* WRITTEN TASK
Return the lines of the entries below unchanged, starting at the line that contains "Exercise. For every instance of the beach" and ending at the line that contains "point(1242, 829)", with both of those lines included.

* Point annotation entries
=-=-=-=-=

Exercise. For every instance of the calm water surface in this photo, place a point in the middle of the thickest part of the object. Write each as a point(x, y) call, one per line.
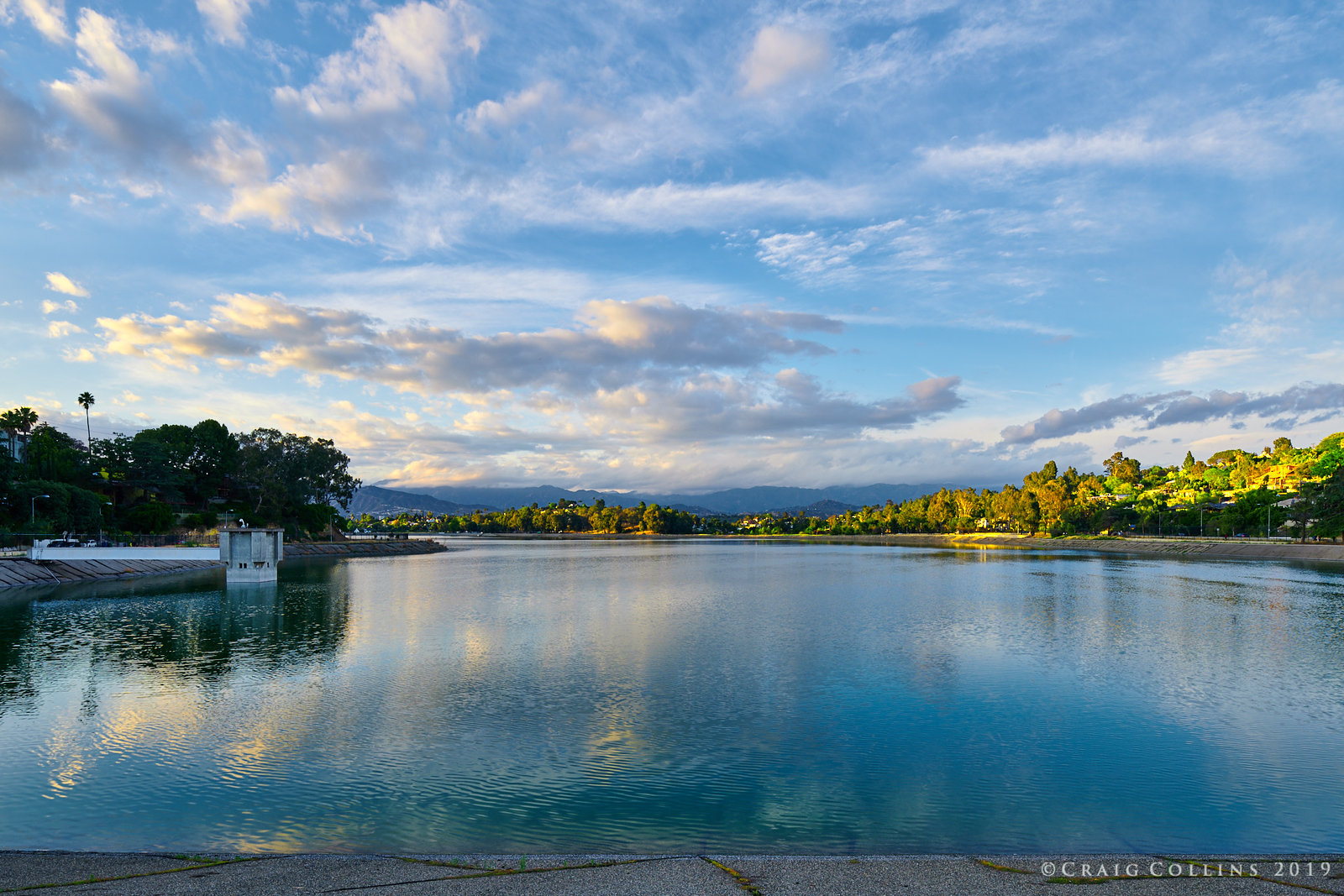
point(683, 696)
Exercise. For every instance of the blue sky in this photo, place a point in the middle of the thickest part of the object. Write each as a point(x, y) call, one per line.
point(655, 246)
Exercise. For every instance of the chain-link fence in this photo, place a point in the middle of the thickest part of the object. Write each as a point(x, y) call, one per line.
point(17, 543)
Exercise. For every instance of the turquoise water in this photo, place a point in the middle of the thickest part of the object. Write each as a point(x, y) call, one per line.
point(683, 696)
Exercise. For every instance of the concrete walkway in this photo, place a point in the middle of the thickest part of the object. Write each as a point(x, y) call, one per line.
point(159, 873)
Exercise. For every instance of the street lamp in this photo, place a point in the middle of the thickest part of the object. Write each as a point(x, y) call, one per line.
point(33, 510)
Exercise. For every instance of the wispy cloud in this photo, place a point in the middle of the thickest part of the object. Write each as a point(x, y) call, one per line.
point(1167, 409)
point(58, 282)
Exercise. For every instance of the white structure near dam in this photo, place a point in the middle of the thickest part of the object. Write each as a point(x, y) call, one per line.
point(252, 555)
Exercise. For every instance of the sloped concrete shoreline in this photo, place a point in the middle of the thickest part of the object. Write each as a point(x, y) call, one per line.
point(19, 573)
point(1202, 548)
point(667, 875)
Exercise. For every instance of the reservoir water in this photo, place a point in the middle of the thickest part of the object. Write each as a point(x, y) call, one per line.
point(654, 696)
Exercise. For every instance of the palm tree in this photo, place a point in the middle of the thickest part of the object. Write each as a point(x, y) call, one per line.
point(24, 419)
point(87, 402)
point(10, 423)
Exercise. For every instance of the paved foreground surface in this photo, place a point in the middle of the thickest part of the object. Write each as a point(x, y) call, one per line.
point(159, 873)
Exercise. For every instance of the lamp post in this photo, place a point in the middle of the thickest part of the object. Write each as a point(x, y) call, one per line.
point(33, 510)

=-=-=-=-=

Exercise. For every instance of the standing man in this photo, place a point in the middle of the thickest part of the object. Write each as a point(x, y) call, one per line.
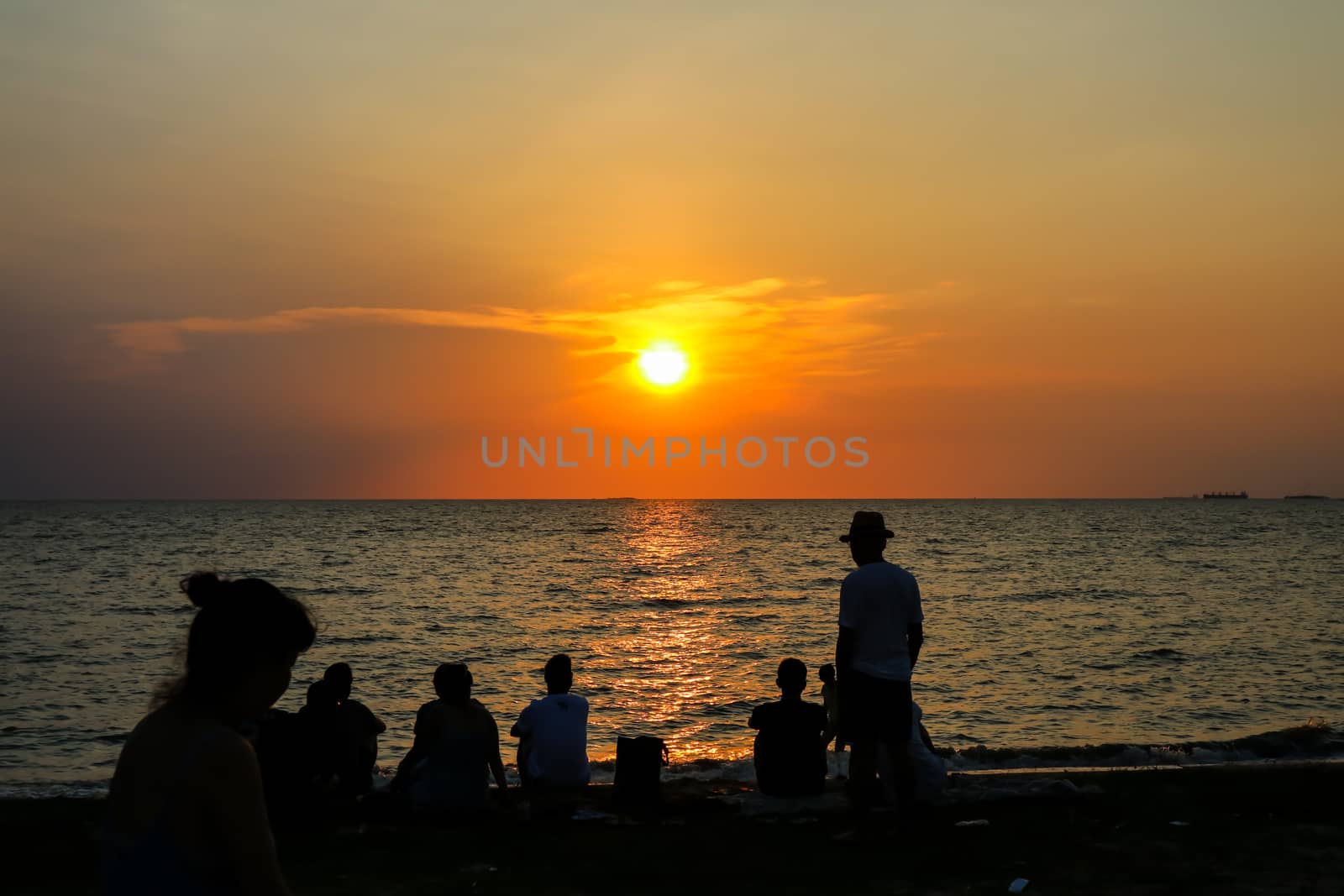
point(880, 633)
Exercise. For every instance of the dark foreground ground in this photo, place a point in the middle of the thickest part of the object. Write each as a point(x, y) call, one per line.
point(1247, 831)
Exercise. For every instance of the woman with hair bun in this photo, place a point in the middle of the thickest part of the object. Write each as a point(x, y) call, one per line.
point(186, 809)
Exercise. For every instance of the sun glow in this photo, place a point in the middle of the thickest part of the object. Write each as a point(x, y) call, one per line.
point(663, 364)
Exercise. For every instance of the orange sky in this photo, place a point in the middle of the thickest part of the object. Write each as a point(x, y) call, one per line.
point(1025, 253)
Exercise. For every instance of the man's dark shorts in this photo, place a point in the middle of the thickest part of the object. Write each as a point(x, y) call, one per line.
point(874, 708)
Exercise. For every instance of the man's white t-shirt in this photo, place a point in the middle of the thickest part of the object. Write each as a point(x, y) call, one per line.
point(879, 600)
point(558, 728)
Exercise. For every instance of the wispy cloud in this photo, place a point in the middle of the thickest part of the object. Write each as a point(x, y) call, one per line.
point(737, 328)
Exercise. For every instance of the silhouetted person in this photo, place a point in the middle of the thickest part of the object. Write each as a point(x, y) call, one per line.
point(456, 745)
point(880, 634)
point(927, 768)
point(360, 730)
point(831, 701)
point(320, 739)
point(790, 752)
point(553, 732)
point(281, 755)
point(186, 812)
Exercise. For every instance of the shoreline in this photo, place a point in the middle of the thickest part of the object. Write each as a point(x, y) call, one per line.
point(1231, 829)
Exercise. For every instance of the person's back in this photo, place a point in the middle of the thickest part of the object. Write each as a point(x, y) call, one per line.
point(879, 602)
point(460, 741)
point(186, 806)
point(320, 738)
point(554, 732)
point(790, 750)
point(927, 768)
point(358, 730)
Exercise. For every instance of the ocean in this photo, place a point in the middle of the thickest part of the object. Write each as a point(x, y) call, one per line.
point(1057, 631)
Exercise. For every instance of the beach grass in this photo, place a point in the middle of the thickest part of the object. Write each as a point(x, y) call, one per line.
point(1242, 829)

=-=-=-=-=

* FULL OUTPUT
Exercise. For every instance of the beach grass in this photo, place a point in the middle of the thickest part of the object. Write each as a point(x, y) call, one per line.
point(1242, 829)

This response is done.